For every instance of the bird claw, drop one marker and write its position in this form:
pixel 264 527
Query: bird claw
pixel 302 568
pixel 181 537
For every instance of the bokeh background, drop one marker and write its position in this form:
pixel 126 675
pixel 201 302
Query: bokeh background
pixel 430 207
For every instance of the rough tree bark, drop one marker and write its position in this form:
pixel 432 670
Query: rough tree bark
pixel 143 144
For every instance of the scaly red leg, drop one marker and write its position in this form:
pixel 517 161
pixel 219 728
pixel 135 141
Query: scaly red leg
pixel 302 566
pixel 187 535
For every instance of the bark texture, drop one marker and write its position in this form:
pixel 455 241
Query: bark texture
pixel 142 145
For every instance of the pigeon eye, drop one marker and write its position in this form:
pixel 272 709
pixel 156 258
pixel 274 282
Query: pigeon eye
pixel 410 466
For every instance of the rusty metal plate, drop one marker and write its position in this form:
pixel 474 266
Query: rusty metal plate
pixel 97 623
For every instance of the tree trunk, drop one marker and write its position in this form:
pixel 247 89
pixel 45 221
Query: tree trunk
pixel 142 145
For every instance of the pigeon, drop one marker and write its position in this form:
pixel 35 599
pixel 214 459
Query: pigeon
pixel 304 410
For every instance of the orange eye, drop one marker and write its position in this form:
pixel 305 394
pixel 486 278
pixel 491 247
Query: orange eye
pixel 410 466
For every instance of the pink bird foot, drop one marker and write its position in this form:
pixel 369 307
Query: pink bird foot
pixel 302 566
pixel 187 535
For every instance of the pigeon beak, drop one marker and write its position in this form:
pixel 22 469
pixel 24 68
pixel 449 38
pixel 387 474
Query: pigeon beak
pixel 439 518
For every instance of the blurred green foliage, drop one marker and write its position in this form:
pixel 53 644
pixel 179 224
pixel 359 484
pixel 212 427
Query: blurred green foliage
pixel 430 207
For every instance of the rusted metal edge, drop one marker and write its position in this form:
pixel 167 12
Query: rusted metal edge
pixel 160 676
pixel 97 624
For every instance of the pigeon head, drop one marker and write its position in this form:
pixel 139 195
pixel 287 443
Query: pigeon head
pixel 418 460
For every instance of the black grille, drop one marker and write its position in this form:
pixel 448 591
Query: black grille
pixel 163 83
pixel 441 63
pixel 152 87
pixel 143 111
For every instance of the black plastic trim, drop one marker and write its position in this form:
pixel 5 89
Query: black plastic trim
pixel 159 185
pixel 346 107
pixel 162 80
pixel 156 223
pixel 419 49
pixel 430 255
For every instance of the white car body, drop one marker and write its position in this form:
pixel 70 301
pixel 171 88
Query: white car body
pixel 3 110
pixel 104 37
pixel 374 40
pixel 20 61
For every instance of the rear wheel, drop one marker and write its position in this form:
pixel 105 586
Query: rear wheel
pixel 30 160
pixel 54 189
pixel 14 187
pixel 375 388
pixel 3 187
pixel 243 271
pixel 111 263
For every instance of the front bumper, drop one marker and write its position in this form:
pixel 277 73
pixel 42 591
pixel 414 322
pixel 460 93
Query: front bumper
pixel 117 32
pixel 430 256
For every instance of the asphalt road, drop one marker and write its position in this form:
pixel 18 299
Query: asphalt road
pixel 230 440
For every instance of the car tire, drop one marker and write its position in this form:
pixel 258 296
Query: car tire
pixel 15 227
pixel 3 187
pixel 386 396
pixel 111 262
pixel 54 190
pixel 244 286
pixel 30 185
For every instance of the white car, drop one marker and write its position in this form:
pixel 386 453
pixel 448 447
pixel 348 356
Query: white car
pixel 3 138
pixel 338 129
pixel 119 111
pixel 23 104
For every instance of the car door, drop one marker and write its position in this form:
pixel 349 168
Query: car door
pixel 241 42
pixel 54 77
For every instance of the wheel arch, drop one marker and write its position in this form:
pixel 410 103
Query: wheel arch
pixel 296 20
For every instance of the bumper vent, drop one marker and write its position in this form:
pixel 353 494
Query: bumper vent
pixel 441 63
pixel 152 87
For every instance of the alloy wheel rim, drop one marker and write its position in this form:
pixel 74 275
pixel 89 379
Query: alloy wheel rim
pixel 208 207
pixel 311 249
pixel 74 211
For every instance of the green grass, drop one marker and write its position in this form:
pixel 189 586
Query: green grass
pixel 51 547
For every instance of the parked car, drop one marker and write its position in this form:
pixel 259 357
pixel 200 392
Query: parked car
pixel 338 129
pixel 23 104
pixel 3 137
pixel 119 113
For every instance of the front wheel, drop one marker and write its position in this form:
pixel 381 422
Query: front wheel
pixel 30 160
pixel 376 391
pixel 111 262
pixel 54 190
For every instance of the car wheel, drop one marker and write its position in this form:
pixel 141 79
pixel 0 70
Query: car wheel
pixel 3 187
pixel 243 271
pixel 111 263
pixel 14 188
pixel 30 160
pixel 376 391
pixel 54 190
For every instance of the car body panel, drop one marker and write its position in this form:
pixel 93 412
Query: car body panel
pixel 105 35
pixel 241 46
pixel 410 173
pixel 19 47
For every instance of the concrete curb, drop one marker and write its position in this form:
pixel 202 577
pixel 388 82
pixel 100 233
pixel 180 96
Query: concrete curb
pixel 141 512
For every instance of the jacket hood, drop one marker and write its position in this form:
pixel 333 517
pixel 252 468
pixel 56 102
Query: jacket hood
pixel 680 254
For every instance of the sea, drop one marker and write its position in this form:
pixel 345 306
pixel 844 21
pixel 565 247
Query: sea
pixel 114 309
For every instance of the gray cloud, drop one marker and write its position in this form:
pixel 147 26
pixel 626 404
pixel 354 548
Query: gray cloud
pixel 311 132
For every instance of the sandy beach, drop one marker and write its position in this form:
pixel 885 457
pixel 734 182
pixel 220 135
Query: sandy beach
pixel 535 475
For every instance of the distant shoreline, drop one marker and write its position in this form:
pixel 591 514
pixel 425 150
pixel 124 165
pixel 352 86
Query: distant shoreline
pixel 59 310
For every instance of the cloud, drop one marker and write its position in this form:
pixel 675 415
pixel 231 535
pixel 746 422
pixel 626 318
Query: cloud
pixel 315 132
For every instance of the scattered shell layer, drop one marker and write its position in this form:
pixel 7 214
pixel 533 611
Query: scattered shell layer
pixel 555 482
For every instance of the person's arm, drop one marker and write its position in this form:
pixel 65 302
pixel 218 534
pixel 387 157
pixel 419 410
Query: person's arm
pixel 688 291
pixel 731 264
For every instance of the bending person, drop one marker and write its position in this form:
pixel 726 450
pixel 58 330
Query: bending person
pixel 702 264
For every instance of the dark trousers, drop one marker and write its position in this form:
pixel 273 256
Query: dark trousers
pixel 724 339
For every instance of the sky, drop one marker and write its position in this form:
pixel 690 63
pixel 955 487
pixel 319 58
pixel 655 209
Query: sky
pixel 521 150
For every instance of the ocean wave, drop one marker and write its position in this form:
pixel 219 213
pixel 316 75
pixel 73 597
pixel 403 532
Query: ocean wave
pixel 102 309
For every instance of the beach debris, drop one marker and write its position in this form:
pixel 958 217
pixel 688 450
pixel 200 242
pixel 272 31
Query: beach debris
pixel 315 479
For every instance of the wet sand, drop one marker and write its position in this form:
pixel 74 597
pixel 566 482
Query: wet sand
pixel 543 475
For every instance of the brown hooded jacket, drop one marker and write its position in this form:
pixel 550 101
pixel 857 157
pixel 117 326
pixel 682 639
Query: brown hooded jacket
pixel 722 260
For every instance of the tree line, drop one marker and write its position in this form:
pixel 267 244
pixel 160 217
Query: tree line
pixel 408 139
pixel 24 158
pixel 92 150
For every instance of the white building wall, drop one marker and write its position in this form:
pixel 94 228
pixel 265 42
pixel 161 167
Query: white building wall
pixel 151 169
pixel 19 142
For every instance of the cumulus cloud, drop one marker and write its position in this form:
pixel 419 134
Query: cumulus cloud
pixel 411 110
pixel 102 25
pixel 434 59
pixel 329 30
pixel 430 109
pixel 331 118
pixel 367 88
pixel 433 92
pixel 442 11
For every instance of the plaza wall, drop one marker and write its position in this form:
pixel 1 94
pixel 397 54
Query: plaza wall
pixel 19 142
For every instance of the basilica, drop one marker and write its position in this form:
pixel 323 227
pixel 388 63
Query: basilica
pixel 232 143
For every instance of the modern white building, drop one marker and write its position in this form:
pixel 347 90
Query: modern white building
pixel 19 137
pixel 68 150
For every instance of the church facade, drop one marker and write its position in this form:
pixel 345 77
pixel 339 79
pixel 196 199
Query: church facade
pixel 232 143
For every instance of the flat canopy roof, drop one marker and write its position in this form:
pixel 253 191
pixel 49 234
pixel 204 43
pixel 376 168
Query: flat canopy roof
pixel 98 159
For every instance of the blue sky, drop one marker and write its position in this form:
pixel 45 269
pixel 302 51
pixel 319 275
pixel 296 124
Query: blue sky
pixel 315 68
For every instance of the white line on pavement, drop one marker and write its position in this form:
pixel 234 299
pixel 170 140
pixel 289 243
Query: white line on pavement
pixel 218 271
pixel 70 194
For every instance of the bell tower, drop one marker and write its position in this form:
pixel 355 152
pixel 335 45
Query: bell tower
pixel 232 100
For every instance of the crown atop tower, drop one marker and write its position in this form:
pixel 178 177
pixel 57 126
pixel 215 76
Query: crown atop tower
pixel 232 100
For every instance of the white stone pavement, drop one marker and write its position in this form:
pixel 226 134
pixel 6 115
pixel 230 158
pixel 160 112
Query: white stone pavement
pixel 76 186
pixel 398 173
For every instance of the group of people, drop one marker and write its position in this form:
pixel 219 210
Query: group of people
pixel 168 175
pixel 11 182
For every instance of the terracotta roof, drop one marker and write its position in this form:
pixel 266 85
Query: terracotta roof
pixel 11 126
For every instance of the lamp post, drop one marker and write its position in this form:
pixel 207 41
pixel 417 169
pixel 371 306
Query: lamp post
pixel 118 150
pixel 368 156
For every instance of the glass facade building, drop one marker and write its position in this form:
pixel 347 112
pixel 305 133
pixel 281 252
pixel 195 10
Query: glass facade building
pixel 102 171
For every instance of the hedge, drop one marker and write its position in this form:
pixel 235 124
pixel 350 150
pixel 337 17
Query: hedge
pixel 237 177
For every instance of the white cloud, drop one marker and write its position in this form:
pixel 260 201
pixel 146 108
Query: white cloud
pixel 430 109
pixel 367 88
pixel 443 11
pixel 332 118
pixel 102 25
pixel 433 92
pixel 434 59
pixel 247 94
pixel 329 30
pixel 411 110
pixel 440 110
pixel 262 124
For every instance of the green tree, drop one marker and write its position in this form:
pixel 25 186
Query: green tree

· · · ·

> _What this task involves_: What should appear is an exact copy of the lines from the one with "pixel 337 17" through the end of the entries above, ends included, and no other text.

> _Written solution_:
pixel 337 17
Query: hedge
pixel 237 177
For every instance of the white cloud, drop one marker and write its position in this form:
pixel 260 201
pixel 146 108
Query: white cloud
pixel 430 109
pixel 367 88
pixel 443 11
pixel 332 118
pixel 102 25
pixel 433 92
pixel 434 59
pixel 247 94
pixel 329 30
pixel 411 110
pixel 440 110
pixel 262 124
For every instance of the green tree, drop one marker and write its position in this form:
pixel 25 186
Query: green tree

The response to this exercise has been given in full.